The first uterine transplant in Australia occurred this week as Kirsty Bryant received her mother’s uterus following an eleven-hour surgery. Michelle Hayton, Kirsty’s mother and doner, says she was happy to donate her uterus as it will allow her daughter to have more children.
Two years ago, Kirsty gave birth to her daughter Violent, but there were complications with the birth. These complications resulted in Kirsty needing an emergency hysterectomy after the birth which meant she wouldn’t be able to have any more children.
The procedures are usually deemed a last resort due to the potential risks and ethical issues involved. They are also only ever meant to be temporary solutions, with the recipient typically having a hysterectomy of their own shortly after giving birth.
The surgeon that completed the transplant for Kirsty and her mother was Professor Mats Brannstrom. He was the man responsible for the first successful transplant in 2014 and he has since performed the procedure on another mother and daughter in Sweden.
====
WORK TASK 1:
Answer these from the article on Australia's first uterine transplant:
(a) How long did Kirsty Bryant's surgery take?
(b) Who was the surgeon who completed the transplant?
(c) What do recipients typically have done shortly after giving birth?
WORK TASK 2:
Pick up the article on Australia's first uterine transplant after its last sentence and carry it on.
You won't need the rows.

Dataset entries:
====
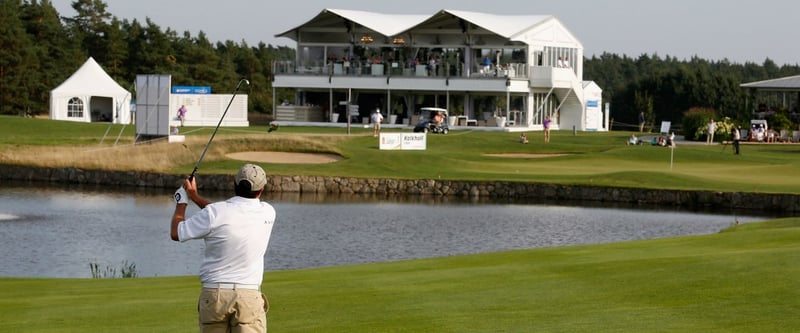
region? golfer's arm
[169,204,188,241]
[187,192,211,209]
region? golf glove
[175,186,189,204]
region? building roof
[275,9,556,39]
[442,10,554,39]
[51,57,130,98]
[739,75,800,91]
[275,8,428,39]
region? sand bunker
[486,154,567,158]
[226,151,342,164]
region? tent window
[67,97,83,118]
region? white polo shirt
[178,196,275,285]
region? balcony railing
[272,61,529,79]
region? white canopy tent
[50,57,131,124]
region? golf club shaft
[189,79,250,180]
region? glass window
[67,97,83,118]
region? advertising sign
[172,86,211,95]
[380,133,427,150]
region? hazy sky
[52,0,800,65]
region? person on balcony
[483,56,492,74]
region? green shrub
[681,107,730,141]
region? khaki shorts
[197,288,269,333]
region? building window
[67,97,83,118]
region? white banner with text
[380,133,427,150]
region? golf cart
[414,107,450,134]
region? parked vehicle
[414,107,450,134]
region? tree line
[583,53,800,130]
[0,0,800,129]
[0,0,295,115]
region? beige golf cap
[236,163,267,192]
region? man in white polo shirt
[170,164,275,332]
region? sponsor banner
[172,86,211,95]
[380,133,427,150]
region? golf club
[189,79,250,181]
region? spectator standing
[706,119,717,145]
[371,109,383,138]
[639,112,644,133]
[542,116,550,142]
[178,105,188,127]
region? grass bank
[0,117,800,194]
[0,218,800,332]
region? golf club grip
[189,167,197,181]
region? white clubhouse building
[273,9,608,131]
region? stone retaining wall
[0,165,800,212]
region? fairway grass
[0,218,800,332]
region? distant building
[273,9,607,130]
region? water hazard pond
[0,183,770,278]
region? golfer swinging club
[170,164,275,332]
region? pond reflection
[0,179,767,277]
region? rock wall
[0,164,800,212]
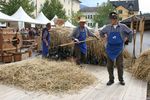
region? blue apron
[106,32,124,61]
[42,30,50,57]
[77,31,87,55]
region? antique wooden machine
[0,28,22,63]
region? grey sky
[81,0,150,13]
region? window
[119,17,122,20]
[118,10,123,14]
[90,23,92,26]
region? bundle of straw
[0,58,96,93]
[51,28,130,65]
[132,50,150,81]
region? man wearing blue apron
[42,23,51,58]
[100,12,132,85]
[71,17,98,67]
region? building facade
[110,0,139,20]
[80,7,98,27]
[33,0,81,17]
[80,0,139,27]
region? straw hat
[79,17,87,23]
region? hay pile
[132,50,150,81]
[50,27,73,48]
[50,28,130,65]
[0,58,96,93]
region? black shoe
[120,81,125,85]
[107,81,114,86]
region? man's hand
[74,39,80,43]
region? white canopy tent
[51,15,58,25]
[35,12,52,25]
[12,7,40,24]
[0,12,19,21]
[85,24,93,30]
[64,21,76,28]
[98,25,106,30]
[12,7,41,30]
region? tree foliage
[41,0,67,20]
[94,2,115,27]
[0,0,35,16]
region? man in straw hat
[42,23,51,58]
[71,17,98,67]
[100,12,132,85]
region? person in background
[100,12,132,85]
[42,23,51,58]
[71,17,98,67]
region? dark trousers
[74,45,87,65]
[107,53,123,81]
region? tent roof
[65,21,76,28]
[35,12,51,24]
[0,12,17,21]
[12,7,40,24]
[51,15,58,25]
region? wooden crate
[13,52,22,62]
[3,54,13,63]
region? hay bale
[132,50,150,81]
[0,58,96,92]
[51,28,131,65]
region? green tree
[94,2,115,27]
[0,0,35,16]
[41,0,67,20]
[71,11,85,26]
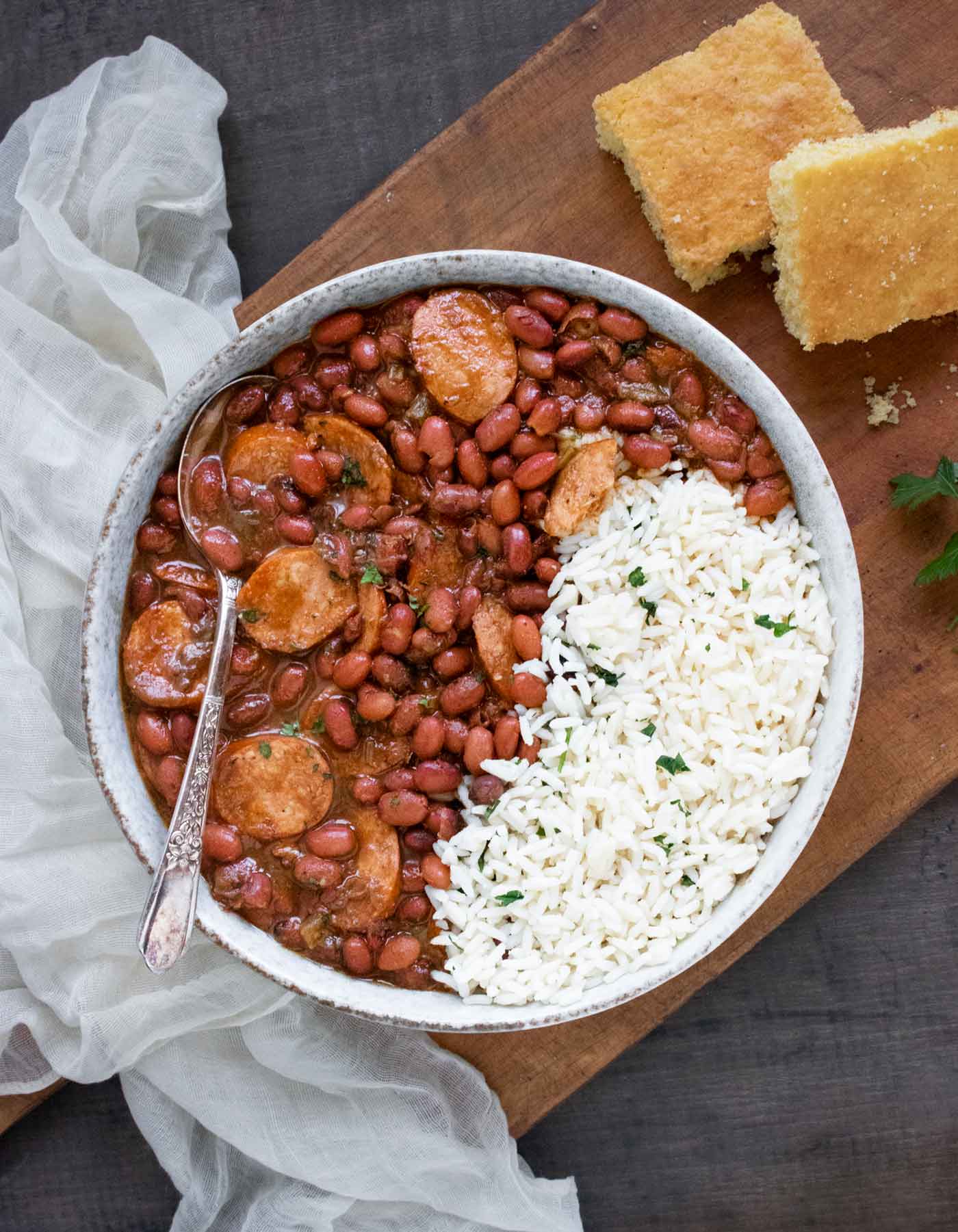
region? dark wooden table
[0,0,958,1232]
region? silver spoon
[137,375,276,971]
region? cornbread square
[592,3,862,291]
[768,111,958,351]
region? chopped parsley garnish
[340,457,366,488]
[755,613,794,637]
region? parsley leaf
[915,531,958,586]
[889,457,958,509]
[340,457,366,488]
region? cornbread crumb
[593,3,862,291]
[768,111,958,350]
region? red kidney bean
[153,754,186,806]
[745,474,792,517]
[389,694,423,735]
[129,569,159,616]
[309,309,363,346]
[274,514,315,545]
[289,449,326,497]
[456,436,489,488]
[271,663,309,709]
[376,932,422,971]
[372,654,412,692]
[492,711,519,760]
[357,685,396,723]
[623,436,672,471]
[200,525,242,573]
[504,304,552,350]
[226,694,272,728]
[463,727,495,774]
[513,377,543,415]
[223,384,266,424]
[606,402,655,432]
[439,674,486,718]
[203,822,243,864]
[343,936,372,975]
[413,758,463,796]
[429,482,482,517]
[476,402,521,454]
[489,454,517,483]
[513,451,558,492]
[349,334,383,372]
[423,586,458,633]
[343,393,389,428]
[412,715,445,758]
[517,346,556,381]
[466,774,506,803]
[303,820,357,860]
[137,709,172,758]
[376,791,429,826]
[688,419,742,462]
[456,586,482,632]
[323,698,359,749]
[523,488,549,523]
[502,523,532,578]
[137,521,177,552]
[524,287,569,322]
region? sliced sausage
[237,547,357,654]
[302,414,393,508]
[409,288,518,424]
[543,440,617,538]
[472,595,519,701]
[213,735,333,843]
[226,424,308,483]
[332,808,402,932]
[123,599,211,709]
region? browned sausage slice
[226,424,308,483]
[123,599,211,709]
[411,288,518,424]
[213,735,333,843]
[472,595,519,701]
[543,440,618,538]
[332,808,401,932]
[297,412,392,509]
[237,547,357,654]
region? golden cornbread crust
[593,3,862,291]
[768,111,958,351]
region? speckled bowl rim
[83,249,864,1031]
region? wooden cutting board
[0,0,958,1135]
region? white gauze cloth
[0,38,581,1232]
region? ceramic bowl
[83,250,863,1031]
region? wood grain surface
[229,0,958,1133]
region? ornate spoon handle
[137,571,242,971]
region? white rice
[428,463,832,1006]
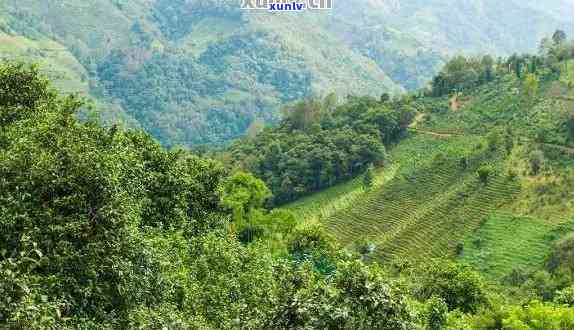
====
WRITTEN RESPONSE 1:
(a) Eleven hours.
(b) Professor Mats Brannstrom.
(c) A hysterectomy of their own.

WRITTEN RESPONSE 2:
With the transplant now complete, Kirsty is hopeful that she will be able to carry another child. The immediate focus for both women is now on recovery but in a few months, Kirsty will be able to find out if she can have another child or not.
The day will long be remembered by those involved as it could change the way fertility treatment is administered in Australia. Dr. Rebecca Deans, the trial’s lead surgeon, has spoken of her delight with how the surgeries went:
Personally, and professionally, it was just incredible, and I think everyone felt the same. There were so many components to the team – the nursing staff, the anesthetics, and everyone’s saying that they feel the same way.